> **Objectives**:
1. Translate this sentence from the text on Cameroon's coat of arms below into Spanish: "The shield has the same color pattern as the flag of Cameroon, and in the center is a map of the nation."
2. Answer these questions from the text on Cameroon's coat of arms below:
(a) Since what year have the scales of justice been superimposed on the map of the nation?
(b) According to the constitution, what motto appears at the base of the arms?
(c) In the previous version of the arms, what color was each large five-pointed star on the green and yellow areas?

> **Text**:
## START

The coat of arms of Cameroon consists of a shield with a banner above and below it. Behind the shield are two crossed fasces. The shield has the same color pattern as the flag of Cameroon, and in the center is a map of the nation. The scales of justice are superimposed on top of the map of the nation since 1998.

Description
The constitution of Cameroon describes the coat of arms as follows:

The coat of arms of the Republic of Cameroon shall be an escutcheon surmounted chief by the legend <<Republic of Cameroon>> and supported by two crossed fasces with the motto <<Peace-Work-Fatherland>> base.

The escutcheon shall be composed of a star on a field [vert] and triangle gules, charged with the geographical outline of Cameroon azure, and surcharged with the sword and scales of justice sable.

The previous version of the state arms had text in French  only, with "République du Cameroun – 1er Janvier 1960" on a scroll above the shield, and "Paix, Travail, Patrie" below the shield.  The shield differed in that the green and yellow areas to left and right each had one large blue five-pointed star, while the central red area did not have a star on top (so that the blue map outline of Cameroon extended higher).

## END

> **Collected material**:
## START

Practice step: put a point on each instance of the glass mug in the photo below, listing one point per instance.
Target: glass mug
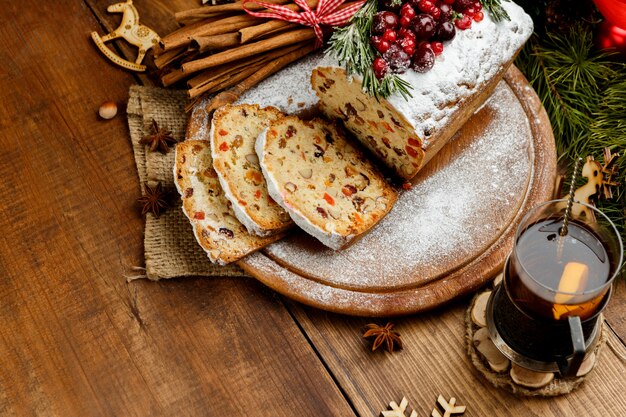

## END

> **Task answers**:
1. El escudo tiene el mismo patrón de colores que la bandera de Camerún, y en el centro hay un mapa de la nación.

2.
(a) 1998
(b) Peace-Work-Fatherland
(c) Blue